Hotel details: Hotel Capri Vienna, Praterstraße 44-46, 1020 Wien, Österrerich
Distance cycled: 21·5 miles (cumulative total for Vienna: 56·5 miles; cumulative total for Austria: 287·5 miles)
Warning: many of these shots were meant to be stills but came out as movies. So this page is a little jerky! I've got rid of the worst.
We wanted to explore a new part of Vienna today, using the bikes we've come to enjoy. While returning from Favoriten 2 days ago, we had seen signs for the Wientalradweg (Vienna [river-] valley cycle route). So, while I pushed up ZZZs and then accidentally scared a chambermaid, Elly obtained a free Vienna cycle-route map from the cycle-shop next to the hotel.
We set out steadily enough: along Praterstraße, across Aspernbrücke and along the Ringstraße as far as the Opernring, where the first sign directed us down Babenbergerstrasse. (OK, I admit we overshot a little.) The next sign directed us along Getreidenmarkt but after this we couldn't find any more signs. (They probably were there but we just missed them.)
We met there some okker cyclists who had cycled to Vienna from Amsterdam via other bits of Europe and were now looking for Westbahnhof. We directed them as best we could to the Gürtel and then took ourselves to Gumpendorfer Straße (how I live that name!) and hence back to the covered-over part of the Wienfluß.
From there until Margaretengürtel, the route was easy to follow but wasn't obvious thereafter: we found ourselves circling a 'Buggery Queen' (my name for a certain chain of fast food restaurants) until we realised that a river valley cycle route should follow the course of the river. So from there we followed the resurfaced Wienfluß out west through Meidling to Schönbrunn U-bahnhof.

DATA:
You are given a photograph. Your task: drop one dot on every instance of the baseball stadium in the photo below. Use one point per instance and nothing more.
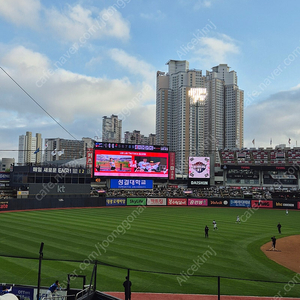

CHECK YOUR UNDERSTANDING:
A: In the Vienna cycling account, update the stretch from "From there until" through "to Schönbrunn U-bahnhof." by swapping "Meidling" for "Hietzing", and give that stretch again.
B: Answer these questions from the Vienna cycling account:
(i) What is the street address of the hotel?
(ii) From which city had the cyclists met along the way ridden to Vienna?
(iii) Where did Elly get the free Vienna cycle-route map?
C: Translate this sentence from the Vienna cycling account into French: "We wanted to explore a new part of Vienna today, using the bikes we've come to enjoy."

TASK-BY-TASK SOLUTIONS:
A:
From there until Margaretengürtel, the route was easy to follow but wasn't obvious thereafter: we found ourselves circling a 'Buggery Queen' (my name for a certain chain of fast food restaurants) until we realised that a river valley cycle route should follow the course of the river. So from there we followed the resurfaced Wienfluß out west through Hietzing to Schönbrunn U-bahnhof.

B:
(i) Praterstraße 44-46, 1020 Wien.
(ii) Amsterdam.
(iii) From the cycle-shop next to the hotel.

C: Nous voulions explorer aujourd'hui un nouveau quartier de Vienne, avec les vélos que nous avons appris à apprécier.